Why Is Vaccine Hesitancy Trending?

Research

Almost 20 years after measles was declared “eliminated” in the United States, it has roared back. There have been more cases of measles in just four months of 2019 than in any year of the last two decades. Measles is a vaccine-preventable disease, but vaccination must be almost universally accepted by a community to protect its members, and specific areas in the U.S. have not been reaching adequate vaccination levels. To improve the recent measles outbreaks, we must understand modern anti-vaccination sentiments.

The modern anti-vaccination movement is often traced to the fraudulent 1998 study by Andrew Wakefield that found a link between the measles, mumps, and rubella (MMR) vaccine and autism. Ten years later, The Lancet retracted the study, but the damage was done and still persists.

Social media and the internet have not helped the situation. The internet offers anti-vaccination activists an international platform to promote conspiracy theories and connect with worried parents. Parents, in turn, have been widely misinformed. Even brief exposure to anti-vaccine information, found rampantly on social media, lowers perceived risk about the disease and, importantly, intent to vaccinate.

Now more than ever, health experts and community leaders need to be active on social media to combat the vast amounts of vaccine misinformation circulating while public health officials move to mandate vaccinations for school-aged children.

 

What does today’s anti-vaccine landscape look like – is it as simple as ‘vaccines cause autism?’ A recent study suggests that there is far more nuance.

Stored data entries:
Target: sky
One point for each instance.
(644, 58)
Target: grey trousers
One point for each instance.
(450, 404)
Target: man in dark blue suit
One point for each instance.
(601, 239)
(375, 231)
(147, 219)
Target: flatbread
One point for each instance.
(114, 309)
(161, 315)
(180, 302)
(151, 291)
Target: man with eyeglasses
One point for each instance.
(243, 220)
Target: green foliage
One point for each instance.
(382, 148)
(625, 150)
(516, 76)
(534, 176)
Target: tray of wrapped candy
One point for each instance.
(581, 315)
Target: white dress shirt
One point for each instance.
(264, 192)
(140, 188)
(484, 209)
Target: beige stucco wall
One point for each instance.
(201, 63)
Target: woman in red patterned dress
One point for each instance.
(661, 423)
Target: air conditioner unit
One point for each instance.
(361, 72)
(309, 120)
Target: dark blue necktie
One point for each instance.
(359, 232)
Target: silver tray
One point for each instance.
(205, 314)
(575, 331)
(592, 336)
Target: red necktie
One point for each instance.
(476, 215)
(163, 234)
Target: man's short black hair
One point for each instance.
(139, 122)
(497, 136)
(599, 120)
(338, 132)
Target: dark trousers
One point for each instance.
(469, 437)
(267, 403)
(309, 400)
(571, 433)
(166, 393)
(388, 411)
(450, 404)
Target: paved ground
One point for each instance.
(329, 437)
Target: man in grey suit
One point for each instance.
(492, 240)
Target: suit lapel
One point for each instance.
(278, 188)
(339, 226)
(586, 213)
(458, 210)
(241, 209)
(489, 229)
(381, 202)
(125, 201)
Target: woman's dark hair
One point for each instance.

_REQUIRED WORK_
1. Please translate this sentence from the vaccine hesitancy text into Spanish: "The internet offers anti-vaccination activists an international platform to promote conspiracy theories and connect with worried parents."
2. Write out the vaccine hesitancy text word for word, from "Almost 20 years" to "modern anti-vaccination sentiments.".

_TASK-BY-TASK ANSWERS_
1. Internet ofrece a los activistas antivacunas una plataforma internacional para promover teorías conspirativas y conectar con padres preocupados.

2.
Almost 20 years after measles was declared “eliminated” in the United States, it has roared back. There have been more cases of measles in just four months of 2019 than in any year of the last two decades. Measles is a vaccine-preventable disease, but vaccination must be almost universally accepted by a community to protect its members, and specific areas in the U.S. have not been reaching adequate vaccination levels. To improve the recent measles outbreaks, we must understand modern anti-vaccination sentiments.